Text to read:
By Michael Roberts
'I like, as a director and a spectator, simple, direct, frank films. Nothing disgusts me more than snobbism, mannerism, technical gratuity... and, most of all, intellectualism.' ~ John Ford
60 years before reality TV shows were throwing disparate types together and filming the resulting conflicts and interaction, Dudley Nichols and John Ford conducted their own social experiment, on wheels and at speed to boot. Coming in the middle of a Ford golden patch, it redefined an entire genre almost overnight, in a way few films (except maybe Kubrick's 2001) get to do. The film is a masterpiece of self containment, it could almost have been a stage-play, at one level internal and claustrophobic, but counter-pointed by the stunning wilderness of Monument Valley. It brings every human foible into stark relief, contrasted almost as the petty concerns of ants across a vast, indifferent landscape.
Ford rolls out a lot of stock personalities, the heart-of-gold hooker, the raffish gambler, the timid salesman, the drunkard doctor, the loyal soldiers wife et al. The cast are more than up to the task, John Carradine's riverboat gambler and Thomas Mitchell's alcoholic Doctor are particular stand-outs. Claire Trevor is the perfect love interest for Wayne (innocently unaware of her true profession) and being judged not on her past for once. These actors end up virtually defining most of these types for the rest of cinema history. None is more able than John Wayne. It's surprising that Ford allegedly said 'I didn't know the son of a bitch could act' 10 years later, after seeing him in Hawks' Red River, but then that was Ford being Ford. Wayne is perfectly at ease in the role, and his natural style in this type of role pre-dates Brando if truth be told, the natural intersection between part and actor. He was certainly limited in a way a method actor may not be, but when used properly and directed empathetically, there was no one to touch him in the iconic roles. This was Ford's genius, he was a bully and a poet, an artist and an arsehole. He cajoled, demanded, pushed, prodded, patted, stroked and teased a role out of an actor. If the role was well cast the results are peerless, and here he struck gold. Ford bullied John Wayne mercilessly, mocking his 'fairy' walk, but he met his match in Thomas Mitchell who shot back at the bullying director when a barb was hurled his way, 'It's okay, I've seen Mary of Scotland', referring to Ford's great box office flop.

Problem to solve:
Continue the review of the John Ford western from the end of its last paragraph.

Given entries:

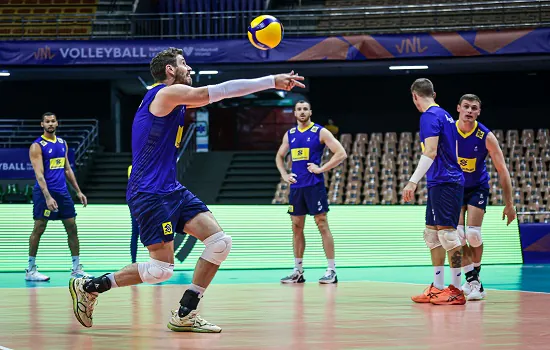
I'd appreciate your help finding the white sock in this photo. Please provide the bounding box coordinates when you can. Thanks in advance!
[451,267,462,290]
[434,266,445,290]
[73,256,80,270]
[29,256,36,270]
[107,273,118,289]
[294,258,304,272]
[187,284,206,298]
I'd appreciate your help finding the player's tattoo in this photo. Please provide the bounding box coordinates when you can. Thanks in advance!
[451,250,462,268]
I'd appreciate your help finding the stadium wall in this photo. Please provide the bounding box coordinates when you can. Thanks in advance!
[0,204,522,272]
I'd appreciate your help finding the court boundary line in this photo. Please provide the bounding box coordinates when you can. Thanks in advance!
[0,280,550,294]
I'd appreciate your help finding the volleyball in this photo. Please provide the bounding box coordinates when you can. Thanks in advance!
[248,15,284,50]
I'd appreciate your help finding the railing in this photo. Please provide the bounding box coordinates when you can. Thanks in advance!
[0,0,550,39]
[176,123,197,179]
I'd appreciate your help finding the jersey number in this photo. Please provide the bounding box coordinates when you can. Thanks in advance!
[175,125,183,148]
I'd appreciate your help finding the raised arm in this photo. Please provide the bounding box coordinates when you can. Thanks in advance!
[150,71,305,117]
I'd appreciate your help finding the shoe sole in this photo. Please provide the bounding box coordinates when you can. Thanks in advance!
[168,322,222,333]
[281,280,306,284]
[25,277,50,282]
[69,278,92,328]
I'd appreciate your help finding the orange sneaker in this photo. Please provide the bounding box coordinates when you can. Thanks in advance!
[411,283,443,303]
[430,284,466,305]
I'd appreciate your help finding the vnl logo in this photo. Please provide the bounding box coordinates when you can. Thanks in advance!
[174,233,197,263]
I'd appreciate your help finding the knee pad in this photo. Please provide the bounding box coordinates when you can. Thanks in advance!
[138,259,174,284]
[424,228,441,250]
[456,225,466,247]
[437,229,462,251]
[201,231,233,265]
[466,226,483,248]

Task answer:
The period was an especially fertile one politically, and Dudley Nichols succeeded in capturing some of the anxieties of the time allegorically in ways that would not be seen again until Foreman's High Noon. The fable of a 'little community' banding together against an outside aggressor was a rich one as the left leaning American 'popular front' organisations like the Motion Picture Democratic Committee, of which Ford was a vice president, supported the fight against fascism in Europe, and he can not have been unaware of the coming conflict. Ford retreated into 'patriotism' in 1939, Stagecoach eulogised the pioneers of the west, and Drums Along The Mohawk and Young Mr Lincoln celebrated the war of independence and the great President as a young 'jackdaw' lawyer. Politically Stagecoach leaves you in no doubt as to Nichols and Ford's leanings, the 'heroes' are an outlaw and a prostitute, and the villain is a corrupt and effete banker! Ford's politics would take a lurch to the right in later years, but here he lines up with community and collectivist sentiment.
Ford places this disparate band in harm's way, the route being taken under threat by Geronimo, so each passenger has a compelling reason to be on that coach. The destination is Lordsburg, and it does indeed represent salvation of sorts for some of the travelers. or release from earthly pressures for others. Balancing expertly comedic elements, drama and action Ford forges a template that is used to this day. His star making close up or The Ringo Kid was a deliberate strategy to set Wayne on to a course to the A-List, languishing as he had in B films for 10 years, as had the western genre if it comes to that. Ford uses silent techniques in framing and pacing, but not in a way that undermines the narrative, but enhances it. The scenes between Ringo and Dallas, courting in the moonlight are pure visual poetry, exquisitely shot by Bert Glennon and worthy of Murnau or Von Sternberg in their subtlety and grace. That he could then move to the Indian chase and shootout in the main street finale speaks wonders of his total command of the medium.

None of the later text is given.